Output the records exactly as they appear, with no pictures included.

Given records ▸
※ ※ ※
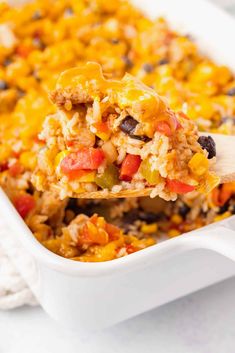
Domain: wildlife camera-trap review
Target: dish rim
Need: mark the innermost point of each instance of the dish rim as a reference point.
(169, 247)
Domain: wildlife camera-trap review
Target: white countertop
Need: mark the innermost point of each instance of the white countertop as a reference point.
(203, 322)
(200, 323)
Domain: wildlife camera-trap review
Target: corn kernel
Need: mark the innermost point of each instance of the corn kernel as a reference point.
(149, 228)
(173, 233)
(199, 164)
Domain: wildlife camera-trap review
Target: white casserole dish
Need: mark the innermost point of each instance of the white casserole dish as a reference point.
(96, 295)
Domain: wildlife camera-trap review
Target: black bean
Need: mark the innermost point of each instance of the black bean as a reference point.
(184, 210)
(127, 61)
(128, 124)
(231, 92)
(141, 137)
(150, 217)
(37, 15)
(208, 144)
(3, 85)
(148, 68)
(226, 119)
(163, 62)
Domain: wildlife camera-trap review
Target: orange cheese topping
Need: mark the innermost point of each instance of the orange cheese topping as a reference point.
(126, 93)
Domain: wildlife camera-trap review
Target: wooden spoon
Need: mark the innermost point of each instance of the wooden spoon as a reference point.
(224, 168)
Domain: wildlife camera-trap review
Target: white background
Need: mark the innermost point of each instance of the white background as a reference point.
(201, 323)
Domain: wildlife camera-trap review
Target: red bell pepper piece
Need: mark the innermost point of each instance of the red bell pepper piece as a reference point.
(24, 204)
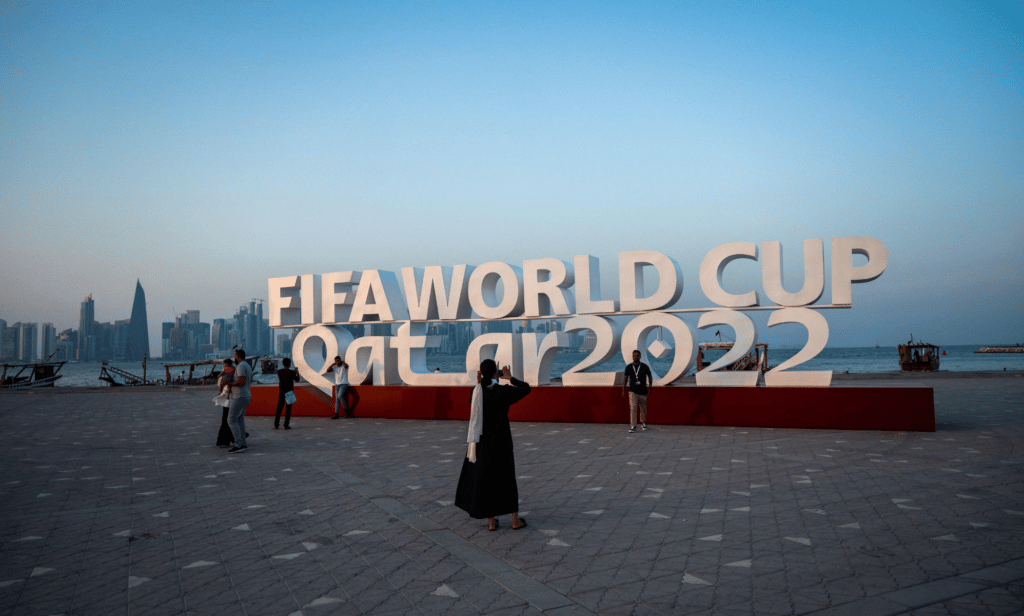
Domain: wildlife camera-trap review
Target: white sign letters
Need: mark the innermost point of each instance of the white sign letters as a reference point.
(550, 288)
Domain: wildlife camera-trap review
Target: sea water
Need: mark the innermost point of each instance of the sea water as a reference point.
(854, 360)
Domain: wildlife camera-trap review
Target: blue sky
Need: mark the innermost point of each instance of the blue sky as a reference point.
(204, 147)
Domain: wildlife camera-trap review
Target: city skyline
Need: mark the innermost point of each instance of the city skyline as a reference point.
(204, 148)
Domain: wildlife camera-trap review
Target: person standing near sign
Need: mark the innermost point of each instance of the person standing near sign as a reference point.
(240, 401)
(638, 383)
(340, 369)
(486, 486)
(286, 385)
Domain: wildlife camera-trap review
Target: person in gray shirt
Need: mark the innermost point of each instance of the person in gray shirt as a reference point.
(240, 401)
※ ※ ※
Result of this task ▸
Domain: wildlife camera-trap review
Target: dish rim
Need: mark the innermost point of each instance of the dish rim as a reference point.
(169, 247)
Domain: wildlife camera-trap review
Target: white countertop
Need: mark the innermost point of each instance of the white countertop as a reference point.
(203, 322)
(200, 323)
Domain: wildlife camera-trap review
Target: corn kernel
Need: mark the innermost point of each instance of the corn kernel as a reference point.
(149, 228)
(173, 233)
(199, 164)
Domain: wildlife camera-trap review
Target: white casserole dish
Need: mark the innermost point of each instance of the white casserole dish as a reference point.
(96, 295)
Domain: wildlife camera-trap review
Target: black bean
Need: mark the innermost point of each instance of the black bean as a reference point.
(184, 210)
(127, 61)
(128, 124)
(231, 92)
(141, 137)
(150, 217)
(37, 15)
(208, 144)
(3, 85)
(148, 68)
(226, 119)
(163, 62)
Domain: wildlife camera-trap review
Target: orange cheese topping
Need: mark the innermost point of each instance of the orange cheese topping as a reference point.
(126, 93)
Domain: wildlife camera-trap review
Target: wooden spoon
Need: mark the innermost point of each instance of the wooden spoon as a reference point.
(224, 168)
Domain: wildlife camera-trap review
Target: white background
Need: mark the innermost point of each instance of the white background as a reference point.
(201, 323)
Domain: wildlife camera-trap review
Target: red bell pepper piece
Need: mark the innermost point of each instance of the red bell pepper piece as a reference point.
(24, 204)
Domain: wildlife camera-trap review
Target: white sign letters
Need: mark the innermost point of each instance of the white sign letters as a reference point.
(550, 288)
Domain: wildlife camera-trap review
Target: sea water
Need: mark the innermost point of each instance of the sea water as a reference point.
(854, 360)
Domain: wildlife camera-trap review
Target: blue sky
Need: mark the innermost point of each instance of the blue sky as a reference point.
(204, 147)
Domain: wildlife camera-trap review
Target: city skyline
Need: mark the innermost point of each instance of the city skyline as a reference point.
(204, 148)
Domain: wildlife camera-trap review
Target: person standing near sign
Need: mark the innermost point of each instance of the person standing near sign as a reference point.
(240, 401)
(638, 383)
(340, 369)
(486, 486)
(286, 385)
Domain: wildlife camera-trap review
Target: person in gray shirt
Need: mark the innermost point of each instance of the person in gray shirt as a reference point.
(240, 401)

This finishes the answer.